Text under study:
↓

Study Suggests Different Outcomes for Patients in Inpatient Rehab Hospitals Than in Skilled Nursing
Patients treated in inpatient rehabilitation hospitals facilities exhibited better long-term clinical outcomes than those treated in skilled nursing facilities following the implementation of the revised 60% Rule, according to a recent study released at a July 10 Congressional briefing hosted by Senators Tim Johnson (D-SD), and Mark Kirk (R-Ill).
Explore an infographic of the study here
In a news release issued by the American Medical Rehabilitation Providers Association (AMRPA), Kirk notes that he himself sustained a stroke and states that he was able to return to work thanks to intense, high-quality rehabilitative care. “Such care is essential in helping more Americans regain their independence,” Kirk says.
Johnson adds that having also experienced the benefits of intensive rehabilitative care firsthand, he sees the important role rehabilitation plays in assisting patients in recovery from physical or neurological trauma.
“Ensuring that patients are provided the right care in the appropriate setting is key to ensuring the best outcomes for each patient. This report provides further insight into the key differences in care delivered in alternate settings that can help inform future rehabilitation policy debates,” Johnson says in the release.
The study, Assessment of Patient Outcomes of Rehabilitative Care Provided in Inpatient Rehabilitation Facilities and After Discharge, was conducted by Dobson DaVanzo & Associates LLC, and encompassed a national sample of Medicare fee-for-service claims data to compare the clinical outcomes and Medicare payments for patients who received rehabilitation in an inpatient rehabilitation hospital to clinically similar patients in nursing homes. Conditions present among patients in the study included amputation, brain injury, spinal cord injury, and stroke.
Key results yielding from the study indicate that during the 2-year period, inpatient rehabilitation hospital facility patients clinically comparable to skilled nursing facility patients, on average returned home from their initial hospital rehabilitation stay 2 weeks earlier. They also remained home nearly 2 months longer and stayed alive nearly 2 months longer, the release notes.

↑

Tasks and exercises:
[1] Answer these questions from the article on rehabilitation outcomes:
(a) Which senators hosted the July 10 Congressional briefing?
(b) Which firm conducted the study?
(c) On average, how much earlier did inpatient rehabilitation hospital patients return home from their initial hospital rehabilitation stay?
[2] Extract the stretch of the rehabilitation outcomes article from "Johnson adds that" through "in the release.", copying it word for word.

[Extracted data entries]
↓

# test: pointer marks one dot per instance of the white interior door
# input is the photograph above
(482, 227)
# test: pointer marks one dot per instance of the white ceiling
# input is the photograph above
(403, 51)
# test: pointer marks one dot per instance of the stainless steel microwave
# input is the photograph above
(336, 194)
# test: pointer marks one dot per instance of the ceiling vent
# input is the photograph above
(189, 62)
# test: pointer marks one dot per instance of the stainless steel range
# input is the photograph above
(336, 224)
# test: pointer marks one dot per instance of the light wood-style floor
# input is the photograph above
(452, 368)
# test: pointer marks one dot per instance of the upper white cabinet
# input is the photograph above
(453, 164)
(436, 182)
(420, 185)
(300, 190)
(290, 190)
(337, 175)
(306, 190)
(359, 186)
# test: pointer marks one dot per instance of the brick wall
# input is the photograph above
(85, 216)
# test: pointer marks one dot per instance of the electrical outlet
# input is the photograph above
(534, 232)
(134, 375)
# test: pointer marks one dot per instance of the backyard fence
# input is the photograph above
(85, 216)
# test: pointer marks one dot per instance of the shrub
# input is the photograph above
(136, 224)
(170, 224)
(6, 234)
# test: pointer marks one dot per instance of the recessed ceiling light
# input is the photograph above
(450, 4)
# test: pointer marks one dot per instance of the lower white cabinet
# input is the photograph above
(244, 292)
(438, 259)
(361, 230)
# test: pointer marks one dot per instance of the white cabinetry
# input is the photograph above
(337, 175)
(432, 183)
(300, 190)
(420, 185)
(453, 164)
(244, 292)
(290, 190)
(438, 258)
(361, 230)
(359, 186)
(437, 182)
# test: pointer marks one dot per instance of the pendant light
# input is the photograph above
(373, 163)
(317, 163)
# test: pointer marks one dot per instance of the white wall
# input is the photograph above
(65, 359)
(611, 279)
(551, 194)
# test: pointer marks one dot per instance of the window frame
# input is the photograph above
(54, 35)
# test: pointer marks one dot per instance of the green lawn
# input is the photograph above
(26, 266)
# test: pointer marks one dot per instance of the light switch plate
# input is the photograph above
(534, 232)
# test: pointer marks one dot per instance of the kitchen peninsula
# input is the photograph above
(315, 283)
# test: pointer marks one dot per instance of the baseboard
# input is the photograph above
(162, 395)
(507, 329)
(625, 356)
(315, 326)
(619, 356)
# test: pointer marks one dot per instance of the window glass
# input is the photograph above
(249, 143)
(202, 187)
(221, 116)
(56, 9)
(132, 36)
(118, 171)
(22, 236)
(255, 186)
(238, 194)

↑

Answer set:
[1]
(a) Senators Tim Johnson (D-SD) and Mark Kirk (R-Ill)
(b) Dobson DaVanzo & Associates LLC
(c) 2 weeks earlier

[2]
Johnson adds that having also experienced the benefits of intensive rehabilitative care firsthand, he sees the important role rehabilitation plays in assisting patients in recovery from physical or neurological trauma.
“Ensuring that patients are provided the right care in the appropriate setting is key to ensuring the best outcomes for each patient. This report provides further insight into the key differences in care delivered in alternate settings that can help inform future rehabilitation policy debates,” Johnson says in the release.